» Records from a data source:
________________

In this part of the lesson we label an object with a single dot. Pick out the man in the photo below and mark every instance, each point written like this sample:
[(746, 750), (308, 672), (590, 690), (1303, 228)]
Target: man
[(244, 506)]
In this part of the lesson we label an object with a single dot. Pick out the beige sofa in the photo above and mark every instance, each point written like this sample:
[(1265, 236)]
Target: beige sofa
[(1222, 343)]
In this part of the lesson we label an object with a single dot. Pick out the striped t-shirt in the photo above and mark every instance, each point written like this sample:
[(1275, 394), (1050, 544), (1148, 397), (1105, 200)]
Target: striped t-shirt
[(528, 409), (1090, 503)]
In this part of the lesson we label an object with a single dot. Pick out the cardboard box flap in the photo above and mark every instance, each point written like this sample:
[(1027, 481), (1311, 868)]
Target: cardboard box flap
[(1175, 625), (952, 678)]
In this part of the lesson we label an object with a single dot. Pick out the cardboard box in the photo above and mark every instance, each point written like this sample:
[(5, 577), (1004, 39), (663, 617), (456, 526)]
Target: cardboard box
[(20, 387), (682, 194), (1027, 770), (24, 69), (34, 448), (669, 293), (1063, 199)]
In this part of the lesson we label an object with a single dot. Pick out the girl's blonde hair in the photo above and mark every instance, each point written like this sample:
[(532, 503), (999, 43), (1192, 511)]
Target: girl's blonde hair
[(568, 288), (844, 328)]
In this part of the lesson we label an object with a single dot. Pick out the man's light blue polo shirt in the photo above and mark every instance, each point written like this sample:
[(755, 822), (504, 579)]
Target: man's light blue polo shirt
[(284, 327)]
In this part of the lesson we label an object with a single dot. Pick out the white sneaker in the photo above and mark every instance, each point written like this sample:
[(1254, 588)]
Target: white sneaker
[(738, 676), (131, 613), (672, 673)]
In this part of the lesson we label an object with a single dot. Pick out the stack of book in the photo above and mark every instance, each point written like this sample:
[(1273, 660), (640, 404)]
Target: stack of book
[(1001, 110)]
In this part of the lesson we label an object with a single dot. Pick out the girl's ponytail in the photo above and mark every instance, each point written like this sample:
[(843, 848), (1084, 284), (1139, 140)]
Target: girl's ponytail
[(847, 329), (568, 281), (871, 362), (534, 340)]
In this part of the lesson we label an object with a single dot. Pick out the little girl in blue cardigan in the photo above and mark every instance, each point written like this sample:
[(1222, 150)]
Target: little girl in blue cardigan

________________

» GIVEN REQUEST: Retype all of the rows above, leaving every character unchanged.

» EXERCISE SOLUTION:
In this part of the lesson we label an object with a single dot. Pick out the man in the photo below and mark every instance, each point written like this sample:
[(746, 750), (308, 672), (590, 690), (1303, 228)]
Target: man
[(244, 506)]
In this part of the lesson we label an object with a single dot. Pick out the beige sofa in the photo above and mark every instance, each point written like this sample:
[(1265, 236)]
Target: beige sofa
[(1222, 343)]
In this part of the lesson we label an object with a single dot. Pick out the striped t-shirt in the photo above and mark every instance, each point written like this sample:
[(1275, 394), (1050, 544), (1148, 397), (1105, 200)]
Target: striped t-shirt
[(528, 409), (1090, 503)]
In this part of the lesson we label an object with a single dot. Pick out the cardboard box flap in the photo above and mark every instance, each point written like this sample:
[(1027, 481), (1311, 868)]
Target: cardboard box flap
[(1175, 625), (952, 678)]
In this part of the lesson we label an object with a single dot. Pick out the cardboard box in the photo above and mark every instance, each point written like this sample:
[(5, 577), (1004, 39), (663, 617), (456, 526)]
Target: cardboard box
[(20, 387), (682, 194), (1027, 770), (24, 69), (34, 448), (669, 293), (1063, 199)]
In this part of the lesson we label an object with a single dot. Pick out the girl's blonde hair in the photo above and mark every instance, each point written like this sample:
[(532, 503), (999, 43), (1192, 511)]
Target: girl's blonde hair
[(568, 288), (844, 328)]
In this part of the lesson we label an object with a single dot. Pick out the man's light blue polo shirt in the photo above and mark every instance, each point written like this sample:
[(755, 822), (504, 579)]
Target: man's light blue polo shirt
[(284, 327)]
In this part of the lesson we label an object with a single dot. Pick out the white sneaker in the photo above and mark every instance, each point written like this sample:
[(1254, 588)]
Target: white sneaker
[(738, 676), (131, 613), (672, 673)]
In this part of the lesson we label an object with a single dot. Pick out the stack of book in the photo above and mark every instance, each point written like this sample:
[(1273, 660), (640, 404)]
Target: stack of book
[(1001, 110)]
In this part of the lesson we label an object with a single dot. Pick out the girl's ponytail in the photo above and mark every instance, each point written like this sample:
[(843, 848), (1084, 284), (1139, 140)]
Target: girl's ponytail
[(847, 329), (568, 281), (871, 362), (534, 340)]
In this part of the lesson we label an object with a single dot. Pick out the little girl in blue cardigan in the photo above and mark every instance, each point written like this sample:
[(1222, 150)]
Target: little girl in blue cardigan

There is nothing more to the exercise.